◆ Problema da risolvere ◆
Riscrivi tutto il materiale sostituendo "spare tire" con "spare wheel" e lasciando il resto invariato. Escludi le immagini dalla risposta.

◆ Dati forniti ◆
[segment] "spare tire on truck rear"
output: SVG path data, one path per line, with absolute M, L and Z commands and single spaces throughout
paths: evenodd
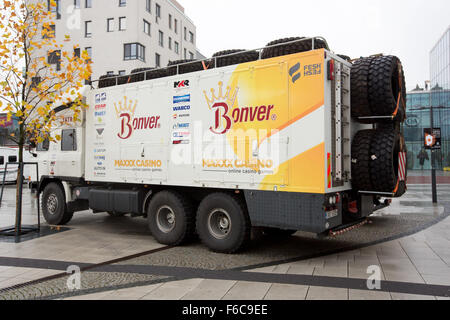
M 405 76 L 399 58 L 382 56 L 373 58 L 368 81 L 370 109 L 374 116 L 405 116 Z
M 267 47 L 277 45 L 271 48 L 264 48 L 262 52 L 262 59 L 269 59 L 279 56 L 285 56 L 288 54 L 294 54 L 299 52 L 305 52 L 312 50 L 312 40 L 296 41 L 295 40 L 306 39 L 305 37 L 292 37 L 284 38 L 269 42 Z M 314 49 L 326 48 L 326 43 L 321 39 L 314 40 Z
M 216 58 L 216 67 L 220 68 L 256 61 L 259 59 L 259 52 L 254 50 L 246 51 L 243 49 L 224 50 L 214 53 L 213 58 Z
M 406 192 L 407 165 L 403 136 L 394 130 L 376 130 L 370 146 L 370 178 L 373 191 Z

◆ Risposta esercizio ◆
[segment] "spare wheel on truck rear"
output: SVG path data, one path per line, with absolute M, L and Z commands and single spaces throughout
paths: evenodd
M 405 76 L 399 58 L 382 56 L 373 58 L 368 81 L 370 109 L 374 116 L 405 116 Z
M 267 47 L 277 45 L 271 48 L 264 48 L 262 52 L 262 59 L 269 59 L 279 56 L 285 56 L 288 54 L 294 54 L 299 52 L 305 52 L 312 50 L 312 40 L 296 41 L 295 40 L 306 39 L 305 37 L 292 37 L 284 38 L 269 42 Z M 314 49 L 326 48 L 326 43 L 321 39 L 314 40 Z
M 216 58 L 216 67 L 220 68 L 256 61 L 259 59 L 259 52 L 254 50 L 246 51 L 243 49 L 224 50 L 214 53 L 213 58 Z
M 406 192 L 407 165 L 403 136 L 394 130 L 376 130 L 370 146 L 370 178 L 373 191 Z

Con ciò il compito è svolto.